== Task 1 ==
Translate this sentence from the text about Niagara Falls over the Fourth of July weekend into Spanish: "At the Niagara Tourism and Convention Corp. facility in the former Artisan's Alley at the corner of Rainbow Boulevard and First Street, sales of sightseeing tours were halted by the city after it was discovered that none of the salespeople had the required licenses."

── Extracted text ──

Another long Fourth of July weekend has come and gone, and many in the tourism industry here are left feeling that the sun-drenched holiday missed yet another opportunity to capitalize on as many as 100,000 who passed through town, for the most part briefly, on their way to the state park, the casino or Canada.

At the Niagara Tourism and Convention Corp. facility in the former Artisan's Alley at the corner of Rainbow Boulevard and First Street, sales of sightseeing tours were halted by the city after it was discovered that none of the salespeople had the required licenses.

On Main Street between Chilton and Cedar, the "Positively Main Street Art/Music/Food Festival" drew a smattering of curiosity-seekers, mostly from the surrounding neighborhood. The wide thoroughfare seemed ill-suited for a street fair, there was little respite from the blazing sun, and more than a few hungry attendees searched in vain around dinnertime for a sausage-and-peppers sandwich, long a mainstay of the Niagara Falls street-fair scene.

At the same time, a throng of confused tourists could be found on the city's East Mall attempting to gain entrance to the closed Smokin' Joe's Family Fun Center in the former Wintergarden, the shuttered and unfortunately named Conference Center Niagara Falls, or anywhere else they might be able to get out of the sun for a moment and have a cold glass of lemonade.

"What the state is doing in downtown Niagara Falls is an utter disgrace," state Sen. George Maziarz said. "They get a million dollars a year out of the city's casino revenue, and on the biggest weekend of the tourist season there is absolutely nothing for tourists to do downtown."

───
── Material supplied ──

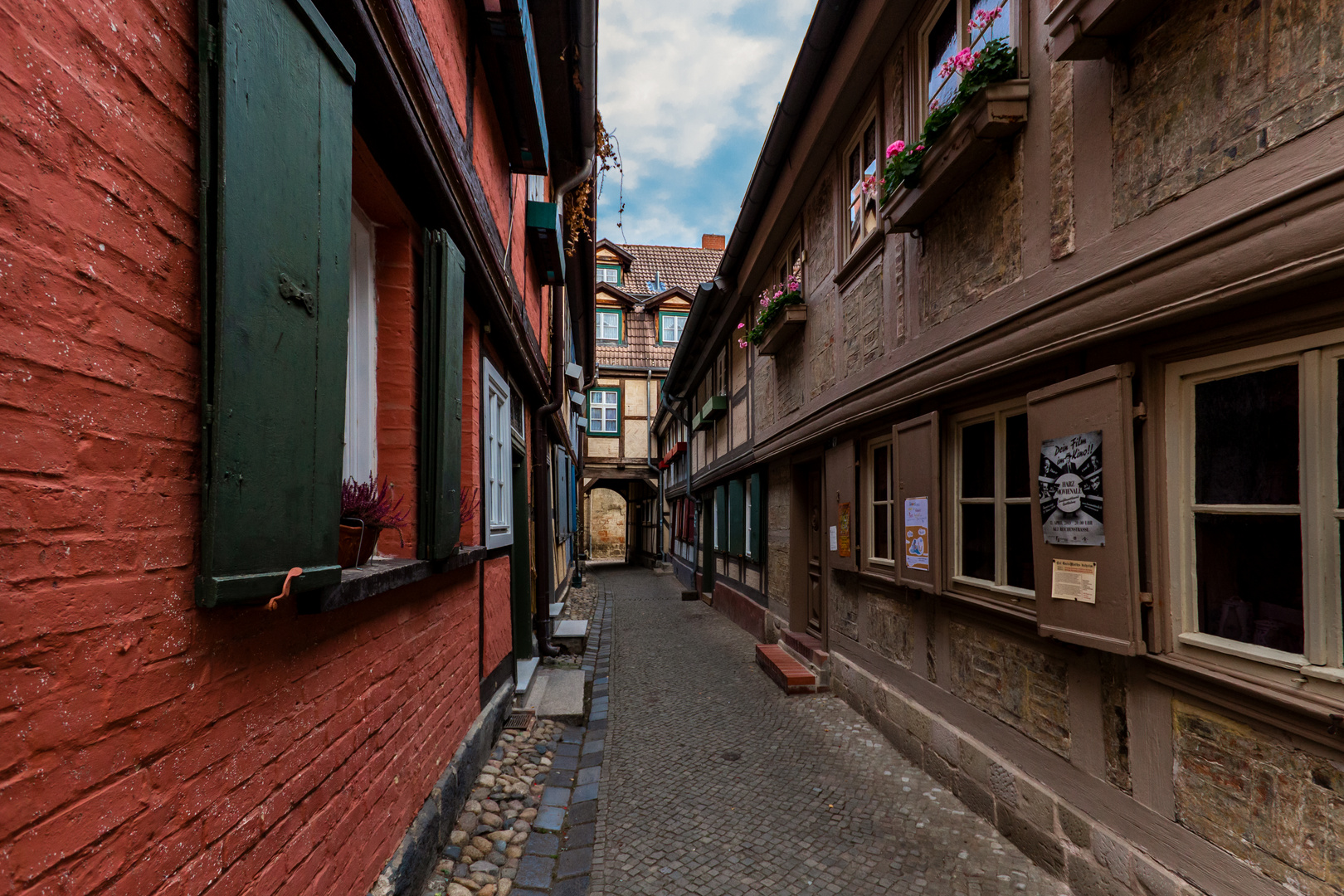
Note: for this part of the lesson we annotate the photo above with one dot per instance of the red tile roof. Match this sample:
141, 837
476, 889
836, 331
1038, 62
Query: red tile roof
682, 266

───

== Task 2 ==
Replace "red tile roof" with "clay tile roof" throughout the records, and give the records again with everything else unchanged. Leave the pictures out.

== Full output 1 ==
En las instalaciones de Niagara Tourism and Convention Corp., en el antiguo Artisan's Alley, en la esquina de Rainbow Boulevard y First Street, la ciudad suspendió la venta de recorridos turísticos después de descubrir que ninguno de los vendedores tenía las licencias requeridas.

== Full output 2 ==
Note: for this part of the lesson we annotate the photo above with one dot per instance of the clay tile roof. Match this sample:
141, 837
476, 889
836, 331
1038, 62
Query: clay tile roof
682, 266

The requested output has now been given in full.